● **CONSIGNE 1**:
Traduis en anglais cette phrase du texte sur la perception des formes : « Des modifications minimes dans l'agencement des lignes du visage ou dans les proportions du corps suffisent à faire passer de l'attirance à la répulsion. »
● **CONSIGNE 2**:
Dans le texte sur la perception des formes, mets à jour le passage qui va de « La perception des » jusqu'à « des premiers outils. » inclus, en remplaçant « outils » par « instruments ».

● **TEXTE DU DOCUMENT**:
......

La perception des formes se conçoit aussi dans un autre esprit, de géométrie pure. Le contour extérieur d'un objet, les variations de courbure sur une surface, l'orientation des plans inclinés sont appréciés avec finesse grâce aux indices texturaux, aux effets de clair-obscur, au positionnement des reflets. La compréhension géométrique des formes s'est peut-être mise en place, au cours de l'évolution humaine, en relation avec la fabrication des premiers outils.

La compétence acquise s'est reportée, curieusement, dans un autre domaine : l'attirance entre partenaires sexuels. Des modifications minimes dans l'agencement des lignes du visage ou dans les proportions du corps suffisent à faire passer de l'attirance à la répulsion. En général, toutefois, l'analyse géométrique des formes est subordonnée aux tâches d'identification. Lire un texte, c'est d'abord reconnaître les lettres de l'alphabet à travers une multitude de variantes ; ce qui importe est de pouvoir assigner sans ambiguïté le nom de la lettre a, b, etc. à la forme perçue, les détails de cette forme étant d'importance tout à fait secondaire et vite oubliés. De même, nous voulons reconnaître les objets et les personnes à travers la multitude d'aspects particuliers qu'ils peuvent présenter, du fait de la distance à laquelle nous les voyons ou de leur orientation particulière par rapport à nous. Ce processus, qui part de l'analyse fine pour aboutir à l'indexation sur une forme standard, est à l'origine de divers paradoxes de constance ou d'inconstance des formes.

......

● **DONNÉES FOURNIES**:
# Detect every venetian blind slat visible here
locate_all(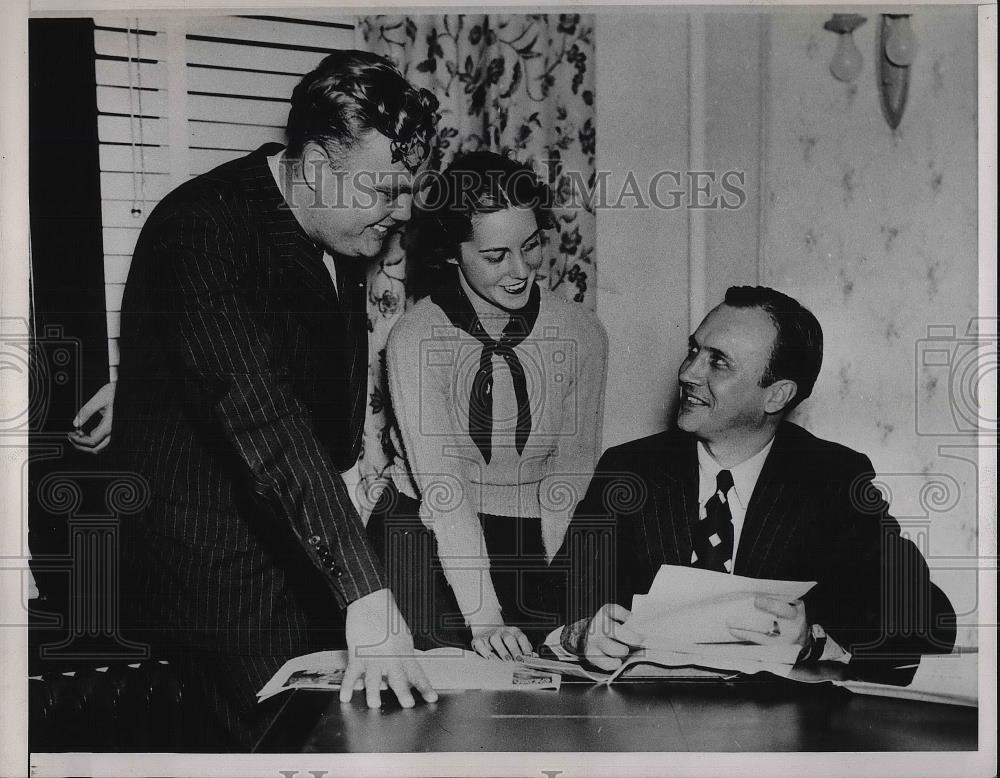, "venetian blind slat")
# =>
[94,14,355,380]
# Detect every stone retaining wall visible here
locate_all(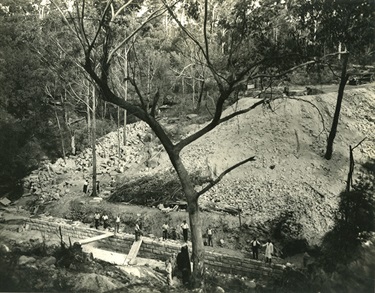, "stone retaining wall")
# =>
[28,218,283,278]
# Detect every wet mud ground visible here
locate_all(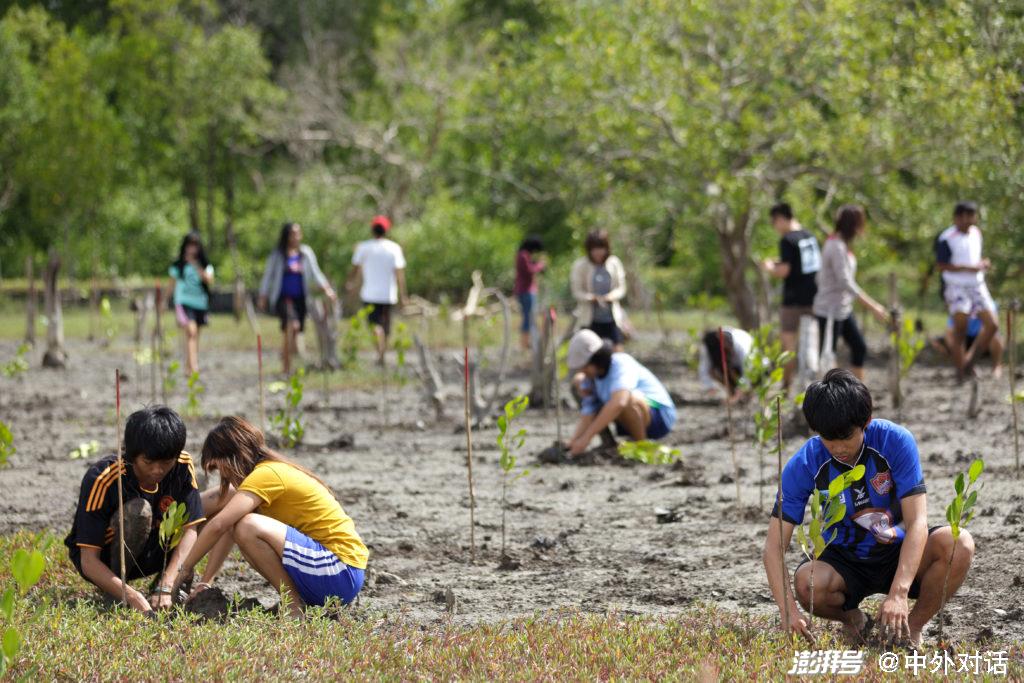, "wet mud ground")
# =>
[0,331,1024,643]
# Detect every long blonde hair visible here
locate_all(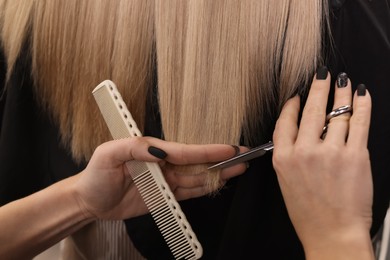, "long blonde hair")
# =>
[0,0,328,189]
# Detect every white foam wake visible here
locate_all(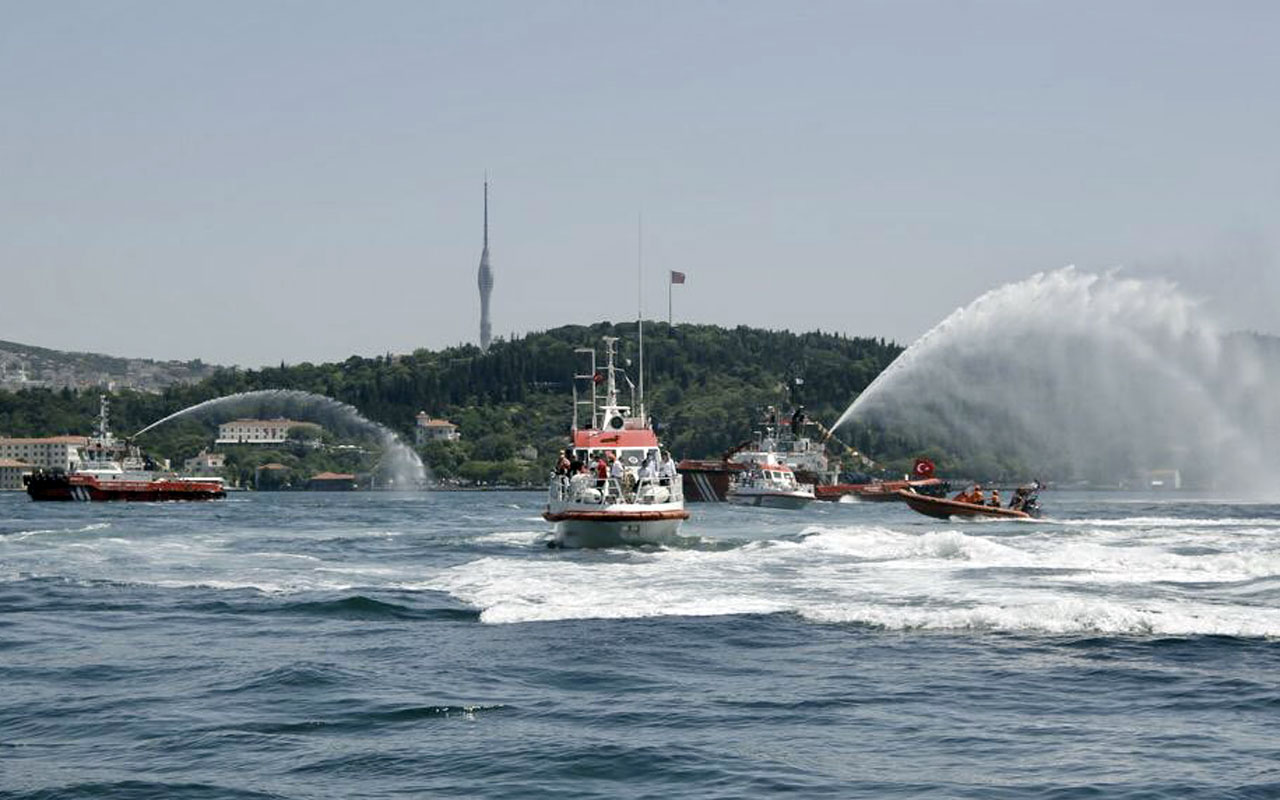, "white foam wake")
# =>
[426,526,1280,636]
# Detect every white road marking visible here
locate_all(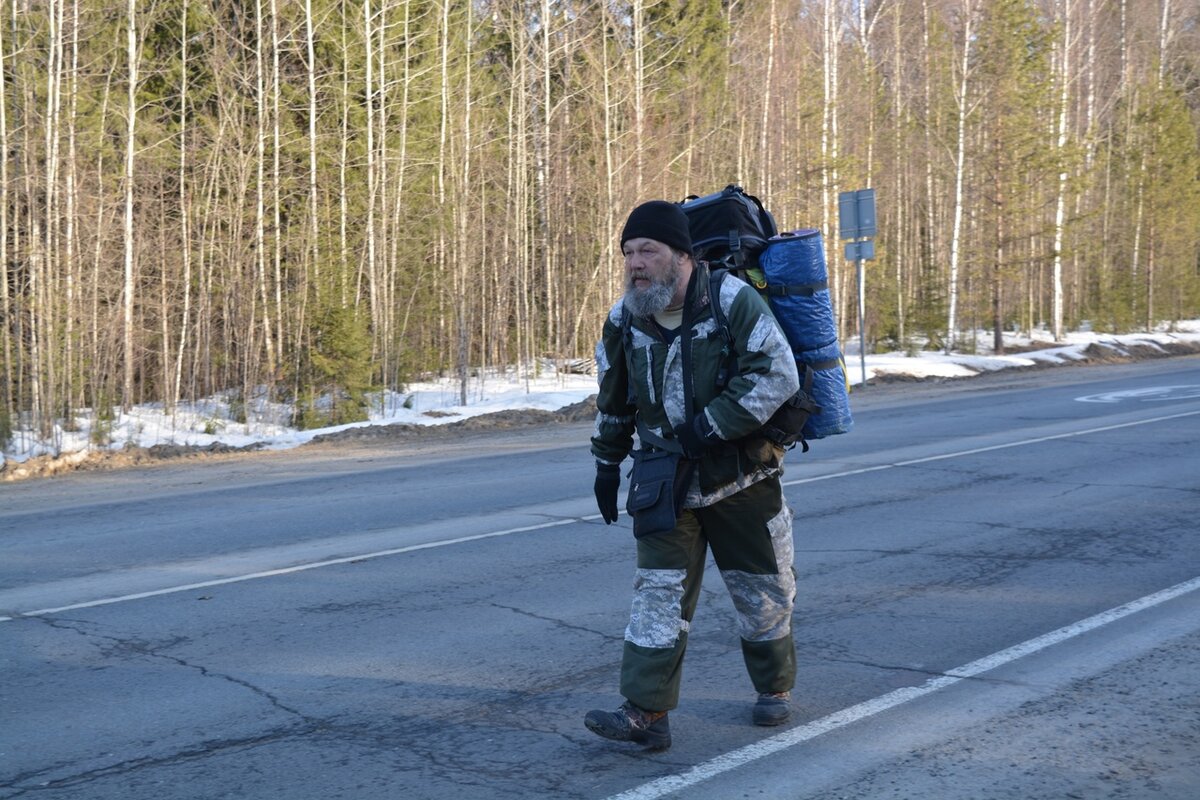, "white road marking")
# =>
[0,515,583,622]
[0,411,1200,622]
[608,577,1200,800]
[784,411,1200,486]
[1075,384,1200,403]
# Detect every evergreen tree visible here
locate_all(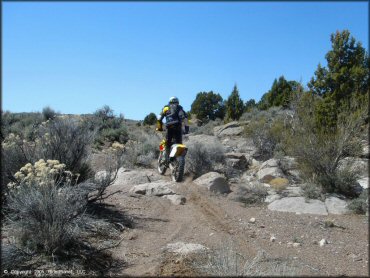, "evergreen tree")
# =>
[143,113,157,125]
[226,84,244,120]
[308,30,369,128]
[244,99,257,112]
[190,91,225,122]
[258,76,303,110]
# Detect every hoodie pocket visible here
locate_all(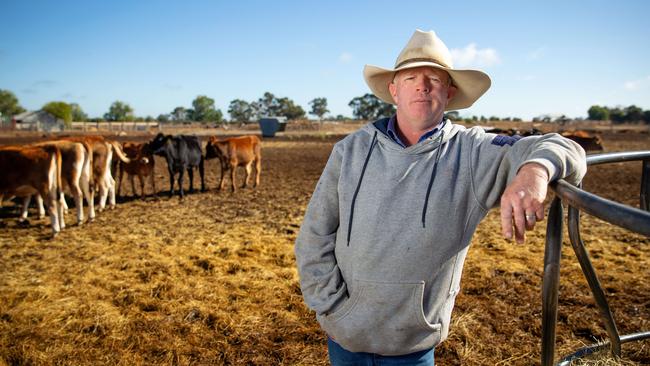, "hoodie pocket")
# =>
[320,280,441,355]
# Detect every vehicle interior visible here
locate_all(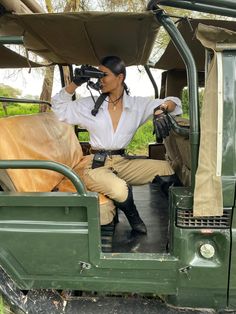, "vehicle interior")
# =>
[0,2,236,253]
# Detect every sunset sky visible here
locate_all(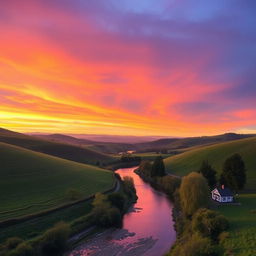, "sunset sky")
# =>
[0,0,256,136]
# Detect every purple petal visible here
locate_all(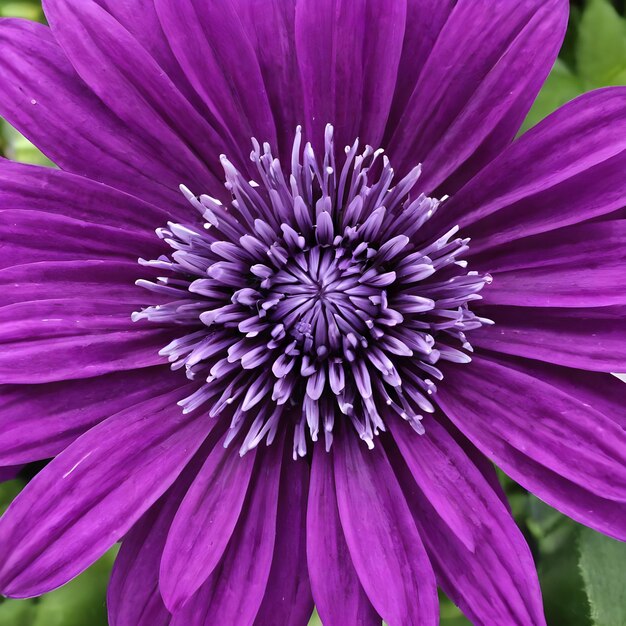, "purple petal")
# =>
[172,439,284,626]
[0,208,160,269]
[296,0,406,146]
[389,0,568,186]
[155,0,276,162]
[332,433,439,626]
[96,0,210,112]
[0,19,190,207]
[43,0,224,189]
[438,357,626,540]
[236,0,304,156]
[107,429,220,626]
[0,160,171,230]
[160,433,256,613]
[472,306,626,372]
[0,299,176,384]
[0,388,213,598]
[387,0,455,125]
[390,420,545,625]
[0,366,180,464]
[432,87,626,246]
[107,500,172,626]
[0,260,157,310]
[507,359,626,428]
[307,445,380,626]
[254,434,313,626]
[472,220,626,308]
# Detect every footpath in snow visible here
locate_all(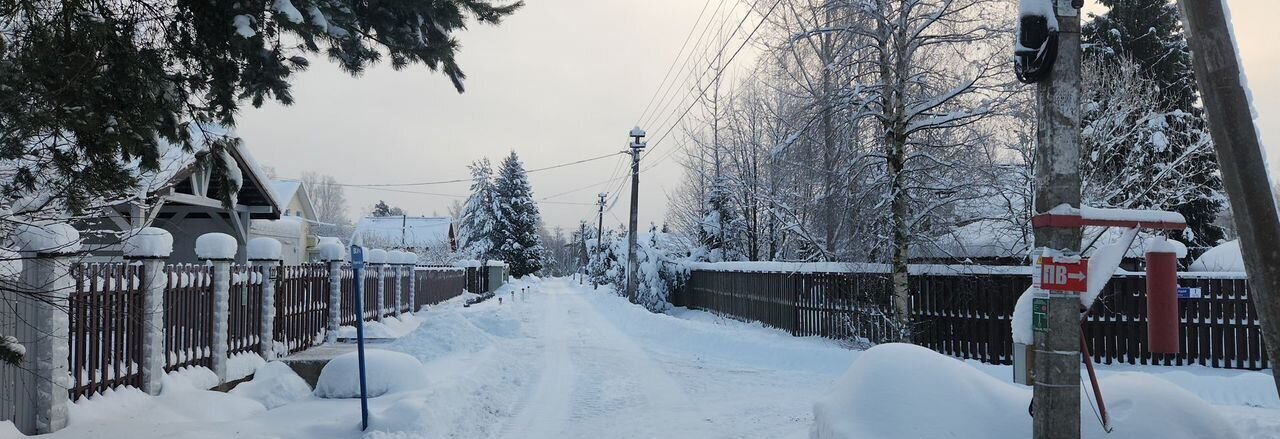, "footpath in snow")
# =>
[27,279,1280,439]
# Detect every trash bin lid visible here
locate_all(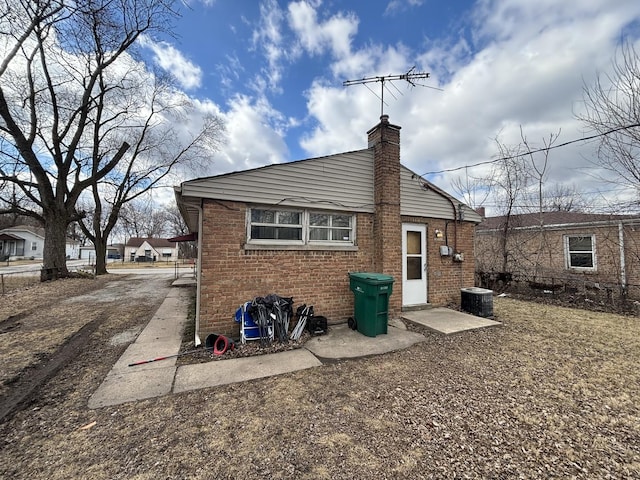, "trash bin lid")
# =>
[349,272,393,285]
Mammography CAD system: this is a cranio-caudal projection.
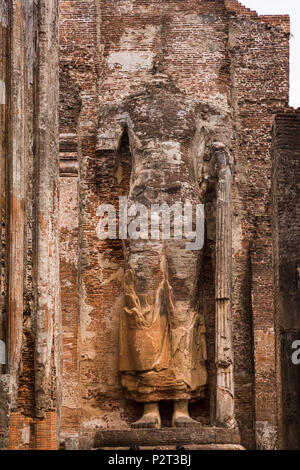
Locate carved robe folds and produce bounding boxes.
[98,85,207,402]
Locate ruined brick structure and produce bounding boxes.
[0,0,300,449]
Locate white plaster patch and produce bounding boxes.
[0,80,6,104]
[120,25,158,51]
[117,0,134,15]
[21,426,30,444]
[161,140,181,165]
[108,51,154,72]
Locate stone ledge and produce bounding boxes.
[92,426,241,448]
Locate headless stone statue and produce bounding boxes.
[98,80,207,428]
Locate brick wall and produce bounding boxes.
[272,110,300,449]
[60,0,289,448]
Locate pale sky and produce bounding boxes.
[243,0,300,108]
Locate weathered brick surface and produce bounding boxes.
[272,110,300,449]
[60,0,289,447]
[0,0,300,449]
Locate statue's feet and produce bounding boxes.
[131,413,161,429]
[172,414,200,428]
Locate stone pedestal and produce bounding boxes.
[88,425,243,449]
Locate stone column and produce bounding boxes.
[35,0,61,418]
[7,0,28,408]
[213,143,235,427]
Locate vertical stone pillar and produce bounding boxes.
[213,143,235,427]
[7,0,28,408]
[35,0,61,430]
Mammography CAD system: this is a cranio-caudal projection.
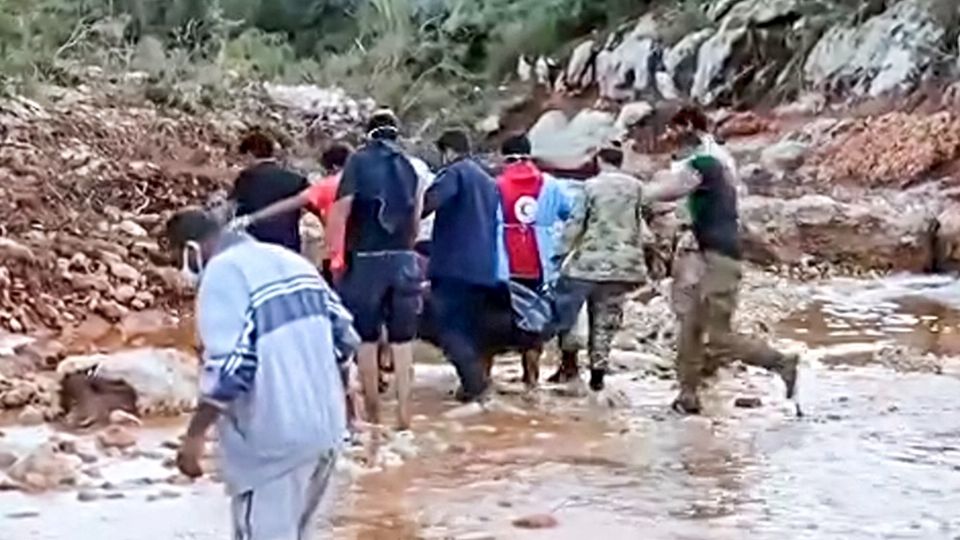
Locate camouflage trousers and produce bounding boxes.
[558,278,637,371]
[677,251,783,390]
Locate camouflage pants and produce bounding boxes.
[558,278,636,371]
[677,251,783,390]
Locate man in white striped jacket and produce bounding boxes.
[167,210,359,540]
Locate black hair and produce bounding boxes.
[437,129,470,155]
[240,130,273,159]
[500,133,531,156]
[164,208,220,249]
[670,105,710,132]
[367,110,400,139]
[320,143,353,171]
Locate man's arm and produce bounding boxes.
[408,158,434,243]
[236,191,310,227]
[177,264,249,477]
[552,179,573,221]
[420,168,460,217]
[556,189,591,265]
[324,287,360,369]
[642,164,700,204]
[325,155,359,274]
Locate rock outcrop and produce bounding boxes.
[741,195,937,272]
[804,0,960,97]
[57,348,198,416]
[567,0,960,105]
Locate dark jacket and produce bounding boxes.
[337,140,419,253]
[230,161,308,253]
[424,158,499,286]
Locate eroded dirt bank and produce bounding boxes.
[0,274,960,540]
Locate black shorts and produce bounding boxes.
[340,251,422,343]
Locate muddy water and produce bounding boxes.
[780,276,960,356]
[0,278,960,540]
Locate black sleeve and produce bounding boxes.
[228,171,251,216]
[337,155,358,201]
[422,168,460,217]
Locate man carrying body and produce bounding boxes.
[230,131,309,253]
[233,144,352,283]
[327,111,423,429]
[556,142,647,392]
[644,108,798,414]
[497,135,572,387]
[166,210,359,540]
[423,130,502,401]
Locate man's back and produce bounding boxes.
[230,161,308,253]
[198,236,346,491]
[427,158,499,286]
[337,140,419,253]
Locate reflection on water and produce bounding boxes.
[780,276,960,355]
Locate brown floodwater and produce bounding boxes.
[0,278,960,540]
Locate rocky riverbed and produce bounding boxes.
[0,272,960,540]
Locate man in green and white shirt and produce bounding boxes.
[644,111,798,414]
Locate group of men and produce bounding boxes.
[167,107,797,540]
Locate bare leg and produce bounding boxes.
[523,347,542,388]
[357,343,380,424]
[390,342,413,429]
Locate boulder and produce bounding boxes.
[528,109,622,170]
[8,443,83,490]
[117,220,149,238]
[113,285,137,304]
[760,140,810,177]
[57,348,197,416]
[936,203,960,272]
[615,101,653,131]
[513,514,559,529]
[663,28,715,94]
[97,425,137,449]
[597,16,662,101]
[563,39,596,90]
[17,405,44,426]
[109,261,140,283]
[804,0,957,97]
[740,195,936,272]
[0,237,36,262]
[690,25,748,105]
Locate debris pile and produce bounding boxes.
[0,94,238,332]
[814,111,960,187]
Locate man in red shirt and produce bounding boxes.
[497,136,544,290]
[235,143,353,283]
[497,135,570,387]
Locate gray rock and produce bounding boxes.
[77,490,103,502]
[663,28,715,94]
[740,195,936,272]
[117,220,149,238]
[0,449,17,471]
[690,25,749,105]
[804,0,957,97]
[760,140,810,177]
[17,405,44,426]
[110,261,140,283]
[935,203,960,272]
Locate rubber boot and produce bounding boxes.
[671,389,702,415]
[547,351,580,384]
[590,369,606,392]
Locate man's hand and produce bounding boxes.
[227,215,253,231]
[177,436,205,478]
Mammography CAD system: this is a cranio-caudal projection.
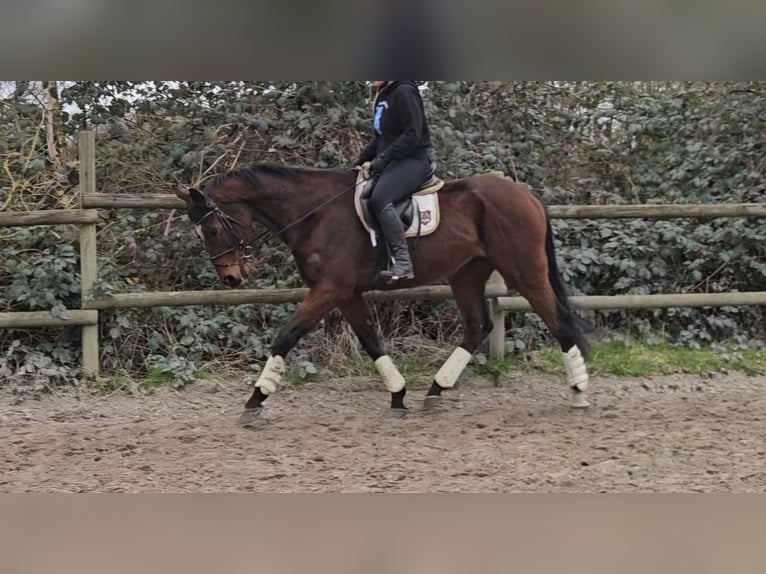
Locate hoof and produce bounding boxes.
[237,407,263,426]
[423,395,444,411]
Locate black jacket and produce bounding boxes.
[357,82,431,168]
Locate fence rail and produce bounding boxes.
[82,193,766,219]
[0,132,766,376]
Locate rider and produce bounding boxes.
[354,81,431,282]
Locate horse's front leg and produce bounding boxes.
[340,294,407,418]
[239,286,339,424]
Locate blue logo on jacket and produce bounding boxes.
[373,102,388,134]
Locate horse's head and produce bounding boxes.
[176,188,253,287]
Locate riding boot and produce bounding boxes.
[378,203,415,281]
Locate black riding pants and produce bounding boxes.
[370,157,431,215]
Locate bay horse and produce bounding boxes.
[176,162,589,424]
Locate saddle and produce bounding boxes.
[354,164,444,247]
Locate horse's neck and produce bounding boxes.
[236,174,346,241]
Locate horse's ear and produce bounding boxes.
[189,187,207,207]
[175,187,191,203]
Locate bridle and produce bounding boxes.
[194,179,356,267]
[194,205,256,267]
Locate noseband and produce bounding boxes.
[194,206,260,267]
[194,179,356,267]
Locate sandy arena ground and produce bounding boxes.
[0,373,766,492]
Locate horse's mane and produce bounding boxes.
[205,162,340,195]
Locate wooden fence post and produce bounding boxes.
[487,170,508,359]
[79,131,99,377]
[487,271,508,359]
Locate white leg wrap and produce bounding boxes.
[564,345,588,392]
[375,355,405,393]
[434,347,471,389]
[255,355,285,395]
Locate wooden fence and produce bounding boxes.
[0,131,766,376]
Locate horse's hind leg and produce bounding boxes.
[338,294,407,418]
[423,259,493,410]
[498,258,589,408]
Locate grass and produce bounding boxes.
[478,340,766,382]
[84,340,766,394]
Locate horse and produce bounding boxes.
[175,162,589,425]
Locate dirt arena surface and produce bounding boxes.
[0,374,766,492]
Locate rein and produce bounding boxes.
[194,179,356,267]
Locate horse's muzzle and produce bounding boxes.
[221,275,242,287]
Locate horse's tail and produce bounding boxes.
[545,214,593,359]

......

● **RÉSULTAT 1**:
Minimal changes in the arrangement of the lines of the face or in the proportions of the body are enough to turn attraction into repulsion.

● **RÉSULTAT 2**:
La perception des formes se conçoit aussi dans un autre esprit, de géométrie pure. Le contour extérieur d'un objet, les variations de courbure sur une surface, l'orientation des plans inclinés sont appréciés avec finesse grâce aux indices texturaux, aux effets de clair-obscur, au positionnement des reflets. La compréhension géométrique des formes s'est peut-être mise en place, au cours de l'évolution humaine, en relation avec la fabrication des premiers instruments.